* **Written instruction**: It is required that all of the data be written out exactly.

* **Position annotation records**:
⁂
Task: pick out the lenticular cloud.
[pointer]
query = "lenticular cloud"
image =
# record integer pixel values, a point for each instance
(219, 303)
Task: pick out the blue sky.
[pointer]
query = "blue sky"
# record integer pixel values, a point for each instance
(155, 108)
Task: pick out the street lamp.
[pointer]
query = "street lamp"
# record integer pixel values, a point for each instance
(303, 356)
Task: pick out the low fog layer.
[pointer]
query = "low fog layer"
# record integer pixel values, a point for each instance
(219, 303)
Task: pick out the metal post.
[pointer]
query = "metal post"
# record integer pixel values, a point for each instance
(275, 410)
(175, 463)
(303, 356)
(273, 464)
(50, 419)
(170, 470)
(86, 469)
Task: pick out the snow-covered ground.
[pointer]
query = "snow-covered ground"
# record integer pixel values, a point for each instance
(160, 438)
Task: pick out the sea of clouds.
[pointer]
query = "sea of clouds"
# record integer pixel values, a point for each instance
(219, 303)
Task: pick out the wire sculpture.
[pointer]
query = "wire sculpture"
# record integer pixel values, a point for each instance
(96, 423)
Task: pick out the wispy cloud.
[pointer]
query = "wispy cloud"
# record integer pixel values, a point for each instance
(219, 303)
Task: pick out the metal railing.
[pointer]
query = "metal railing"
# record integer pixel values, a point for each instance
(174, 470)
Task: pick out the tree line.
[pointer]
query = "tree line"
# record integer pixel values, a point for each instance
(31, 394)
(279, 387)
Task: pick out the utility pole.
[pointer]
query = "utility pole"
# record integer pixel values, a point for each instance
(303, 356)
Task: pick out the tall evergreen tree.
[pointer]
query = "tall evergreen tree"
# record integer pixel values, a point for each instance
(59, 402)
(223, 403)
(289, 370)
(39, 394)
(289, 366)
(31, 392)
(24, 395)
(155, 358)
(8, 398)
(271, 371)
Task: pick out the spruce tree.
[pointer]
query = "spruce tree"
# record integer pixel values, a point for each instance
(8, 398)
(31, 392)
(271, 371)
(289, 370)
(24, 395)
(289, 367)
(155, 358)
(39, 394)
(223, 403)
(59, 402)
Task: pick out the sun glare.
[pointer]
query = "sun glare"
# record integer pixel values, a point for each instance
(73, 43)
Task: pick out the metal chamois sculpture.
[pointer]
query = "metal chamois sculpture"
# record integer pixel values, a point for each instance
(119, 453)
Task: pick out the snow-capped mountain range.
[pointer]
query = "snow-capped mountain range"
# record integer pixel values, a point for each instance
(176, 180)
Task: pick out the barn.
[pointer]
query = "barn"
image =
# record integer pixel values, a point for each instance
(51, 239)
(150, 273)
⁂
* **Written answer**:
Task: pick out the lenticular cloud.
[pointer]
query = "lenticular cloud"
image =
# record integer pixel values, a point for each instance
(219, 303)
Task: pick out the blue sky.
[pointer]
query = "blue sky"
# record integer pixel values, a point for each instance
(155, 108)
Task: pick out the street lamp.
[pointer]
query = "street lamp"
# record integer pixel values, a point for each instance
(303, 356)
Task: pick out the low fog layer.
[pointer]
query = "low fog layer"
# record integer pixel values, a point for each instance
(219, 303)
Task: pick out the metal post.
[pointer]
query = "metal post"
# record integer pixel values, a point for each instance
(275, 410)
(175, 463)
(303, 356)
(273, 464)
(50, 419)
(170, 470)
(86, 469)
Task: pick out the snow-covered ground.
[pointer]
query = "snow-covered ground"
# record integer pixel values, a point for each instance
(160, 438)
Task: pick out the sea of clouds.
[pointer]
query = "sea of clouds"
# record integer pixel values, a point for each instance
(219, 303)
Task: pick out the wire sculpture.
[pointer]
query = "wire sculpture"
# record integer pixel values, a point for each instance
(96, 423)
Task: pick out the wispy cloud.
[pointer]
query = "wispy cloud"
# record integer pixel values, a point for each instance
(219, 303)
Task: pick out the metal railing.
[pointer]
query = "metal railing"
# record integer pixel values, a point for each instance
(174, 470)
Task: pick out the tree line.
[pointer]
query = "tree line"
# record integer pixel values, a point for each instance
(31, 394)
(279, 387)
Task: pick out the utility pole.
[pointer]
query = "utility pole"
# record integer pixel values, a point for each instance
(303, 356)
Task: pick out the tall evergreen tree.
[pointer]
query = "tall evergreen tree"
# record integer pixel values, a point for each instance
(59, 402)
(223, 403)
(289, 370)
(39, 394)
(289, 366)
(31, 392)
(24, 395)
(155, 358)
(8, 398)
(271, 371)
Task: pick out the spruce tree.
[pointer]
query = "spruce tree"
# record integer pixel values, a point for each instance
(8, 398)
(31, 392)
(271, 371)
(289, 370)
(24, 395)
(289, 367)
(155, 358)
(39, 394)
(223, 403)
(59, 402)
Task: pick out the sun glare.
[pointer]
query = "sun glare"
# record integer pixel values, a point for each instance
(73, 43)
Task: pick out the metal chamois sculpture.
[pointer]
query = "metal chamois sculpture"
# record integer pixel values, a point for each instance
(119, 453)
Task: pick out the snow-capped mountain range.
[pointer]
query = "snow-capped mountain range"
# record integer pixel values, a point for each instance
(176, 180)
Task: pick out the barn.
[pointer]
query = "barn"
image =
# record integer pixel values, a point for each instance
(51, 239)
(150, 273)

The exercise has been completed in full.